GESTELLTE AUFGABE 1
Kopiere bitte aus dem Textauszug die Stelle von „Die Kosten des“ bis einschließlich „Prozesskostenhilfeverfahren nicht hinausgekommen.“ unverändert.
GESTELLTE AUFGABE 2
Wem werden laut Textauszug die Kosten des Beschwerdeverfahrens auferlegt?

TEXTAUSZUG
• • • •

Leitsatz (amtlich)

Eine Kostenentscheidung nach billigem Ermessen gem. § 269 Abs. 3 Satz 3 ZPO kommt im isolierten PKH-Verfahren nicht in Betracht.

 

Normenkette

ZPO § 269

 

Verfahrensgang

AG Prenzlau (Beschluss vom 05.08.2008; Aktenzeichen 7 F 97/08)

 

Tenor

Der angefochtene Beschluss wird, soweit durch ihn eine Kostenentscheidung getroffen worden ist, aufgehoben.

Die Kosten des Beschwerdeverfahrens werden dem Kläger auferlegt.

 

Gründe

Die gem. § 269 Abs. 5 ZPO zulässige sofortige Beschwerde ist begründet. Zu Unrecht hat das AG nach Klagerücknahme eine Kostenentscheidung getroffen. Denn der beabsichtigte Prozess ist über das Prozesskostenhilfeverfahren nicht hinausgekommen.

1. Zutreffend ist das AG allerdings davon ausgegangen, dass eine Kostenentscheidung nach billigem Ermessen gem. § 269 Abs. 3 Satz 3 ZPO ungeachtet des Umstands in Betracht kommt, dass die Klage noch nicht zugestellt worden ist. Dies hat der Gesetzgeber durch Anfügung des letzten Halbsatzes in § 269 Abs. 3 Satz 3 ZPO durch das Erste Gesetz zur Modernisierung der Justiz vom 24.8.2004 (BGBl. I., S. 2198) klargestellt. Dieser Grundsatz galt allerdings auch schon auf Grund der Neufassung von § 269 Abs. 3 Satz 3 ZPO durch das Gesetz zur Reform des Zivilprozesses vom 27.7.2001 (BGBl. I., S. 1887, geändert S. 3138). Unter den Kosten des Rechtsstreits sind in diesem Fall diejenigen Kosten zu verstehen, die im Falle der Rücknahme der Klage nach deren Zustellung erstattungsfähig gewesen wären (BGH, NJW 2006, 775).

• • • •

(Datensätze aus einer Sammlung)
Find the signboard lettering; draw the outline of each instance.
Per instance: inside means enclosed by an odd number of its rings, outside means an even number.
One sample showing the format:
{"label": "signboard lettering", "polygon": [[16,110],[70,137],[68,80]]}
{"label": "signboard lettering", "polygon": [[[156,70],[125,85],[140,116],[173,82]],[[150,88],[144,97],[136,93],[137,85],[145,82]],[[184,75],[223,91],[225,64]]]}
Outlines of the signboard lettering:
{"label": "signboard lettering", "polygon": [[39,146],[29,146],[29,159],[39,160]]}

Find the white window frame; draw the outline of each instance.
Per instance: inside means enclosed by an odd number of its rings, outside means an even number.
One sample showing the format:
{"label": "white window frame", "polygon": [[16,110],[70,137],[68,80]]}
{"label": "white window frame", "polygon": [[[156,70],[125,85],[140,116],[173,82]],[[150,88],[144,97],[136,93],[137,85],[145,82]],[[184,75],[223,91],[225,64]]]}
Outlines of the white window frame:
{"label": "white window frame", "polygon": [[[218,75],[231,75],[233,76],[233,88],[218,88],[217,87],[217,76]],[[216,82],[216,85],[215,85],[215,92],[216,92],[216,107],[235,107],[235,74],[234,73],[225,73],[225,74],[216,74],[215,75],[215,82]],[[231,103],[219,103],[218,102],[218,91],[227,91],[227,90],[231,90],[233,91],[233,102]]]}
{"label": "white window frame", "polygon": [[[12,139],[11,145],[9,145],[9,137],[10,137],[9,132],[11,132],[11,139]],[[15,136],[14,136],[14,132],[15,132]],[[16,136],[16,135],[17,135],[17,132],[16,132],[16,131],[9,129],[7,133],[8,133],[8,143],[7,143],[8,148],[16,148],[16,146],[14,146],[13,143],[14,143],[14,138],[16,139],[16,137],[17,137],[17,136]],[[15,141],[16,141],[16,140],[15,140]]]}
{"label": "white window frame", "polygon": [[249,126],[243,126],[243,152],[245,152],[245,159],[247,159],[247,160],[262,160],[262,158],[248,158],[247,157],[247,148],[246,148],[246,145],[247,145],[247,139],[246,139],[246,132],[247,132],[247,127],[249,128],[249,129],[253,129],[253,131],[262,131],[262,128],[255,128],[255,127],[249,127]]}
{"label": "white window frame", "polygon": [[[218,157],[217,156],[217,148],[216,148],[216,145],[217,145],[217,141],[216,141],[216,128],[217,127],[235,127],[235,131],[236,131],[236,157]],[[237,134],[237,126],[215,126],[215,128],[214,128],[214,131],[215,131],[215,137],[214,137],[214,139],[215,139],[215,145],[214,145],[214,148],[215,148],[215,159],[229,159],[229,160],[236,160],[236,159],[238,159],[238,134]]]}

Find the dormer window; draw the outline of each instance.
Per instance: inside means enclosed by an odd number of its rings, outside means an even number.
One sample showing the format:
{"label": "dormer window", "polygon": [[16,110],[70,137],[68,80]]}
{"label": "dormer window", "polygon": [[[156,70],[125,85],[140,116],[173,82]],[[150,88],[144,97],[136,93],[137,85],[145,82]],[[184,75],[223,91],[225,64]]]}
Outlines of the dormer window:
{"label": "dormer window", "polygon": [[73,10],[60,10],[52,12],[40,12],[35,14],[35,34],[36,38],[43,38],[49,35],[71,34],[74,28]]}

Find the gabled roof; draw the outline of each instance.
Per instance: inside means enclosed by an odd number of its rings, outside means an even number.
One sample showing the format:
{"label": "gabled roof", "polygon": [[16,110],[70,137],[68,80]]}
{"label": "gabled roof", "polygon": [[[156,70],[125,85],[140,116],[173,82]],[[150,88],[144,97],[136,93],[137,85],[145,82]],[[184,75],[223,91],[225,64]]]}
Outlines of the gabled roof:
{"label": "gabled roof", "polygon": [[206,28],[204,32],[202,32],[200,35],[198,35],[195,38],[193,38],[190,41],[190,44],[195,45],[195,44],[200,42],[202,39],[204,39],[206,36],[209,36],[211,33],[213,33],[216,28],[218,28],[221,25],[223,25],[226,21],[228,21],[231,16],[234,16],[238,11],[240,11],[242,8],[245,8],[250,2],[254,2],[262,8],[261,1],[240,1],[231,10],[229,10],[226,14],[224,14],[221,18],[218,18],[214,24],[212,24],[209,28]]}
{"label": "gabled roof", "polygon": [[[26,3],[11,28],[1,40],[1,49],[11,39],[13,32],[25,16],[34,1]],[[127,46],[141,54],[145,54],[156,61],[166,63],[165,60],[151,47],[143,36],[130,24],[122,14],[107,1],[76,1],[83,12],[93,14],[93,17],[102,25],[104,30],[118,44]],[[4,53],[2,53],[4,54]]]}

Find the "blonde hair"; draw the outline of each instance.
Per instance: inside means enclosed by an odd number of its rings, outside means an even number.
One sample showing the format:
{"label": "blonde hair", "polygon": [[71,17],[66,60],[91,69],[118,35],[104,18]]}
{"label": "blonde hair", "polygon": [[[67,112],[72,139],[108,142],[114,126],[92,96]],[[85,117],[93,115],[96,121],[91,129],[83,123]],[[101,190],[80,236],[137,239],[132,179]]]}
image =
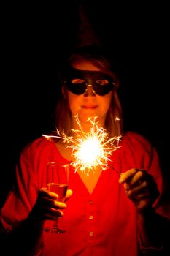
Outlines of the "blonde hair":
{"label": "blonde hair", "polygon": [[[115,64],[111,64],[104,53],[101,52],[101,49],[93,46],[85,46],[77,49],[71,54],[60,74],[61,95],[55,113],[56,128],[60,132],[64,132],[66,135],[69,135],[72,129],[72,113],[68,106],[67,99],[61,93],[61,88],[63,86],[67,69],[72,66],[73,62],[82,58],[91,61],[101,71],[111,76],[115,81],[117,87],[119,86],[117,67]],[[112,91],[112,101],[105,121],[105,129],[112,137],[120,136],[123,132],[122,107],[116,89],[113,89]]]}

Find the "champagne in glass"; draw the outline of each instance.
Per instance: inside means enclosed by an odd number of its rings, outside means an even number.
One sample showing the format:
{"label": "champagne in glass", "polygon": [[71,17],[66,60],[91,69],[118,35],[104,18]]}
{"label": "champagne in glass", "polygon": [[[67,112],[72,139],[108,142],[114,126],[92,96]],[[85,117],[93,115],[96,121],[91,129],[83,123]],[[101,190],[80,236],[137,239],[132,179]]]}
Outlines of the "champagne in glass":
{"label": "champagne in glass", "polygon": [[[64,202],[66,190],[69,186],[69,164],[61,164],[50,162],[47,165],[47,189],[58,195],[58,201]],[[52,228],[45,227],[45,231],[61,233],[66,232],[58,226],[58,218],[54,221]]]}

• • • •

ERGEBNIS 1
Die Kosten des Beschwerdeverfahrens werden dem Kläger auferlegt.

 

Gründe

Die gem. § 269 Abs. 5 ZPO zulässige sofortige Beschwerde ist begründet. Zu Unrecht hat das AG nach Klagerücknahme eine Kostenentscheidung getroffen. Denn der beabsichtigte Prozess ist über das Prozesskostenhilfeverfahren nicht hinausgekommen.

ERGEBNIS 2
Dem Kläger.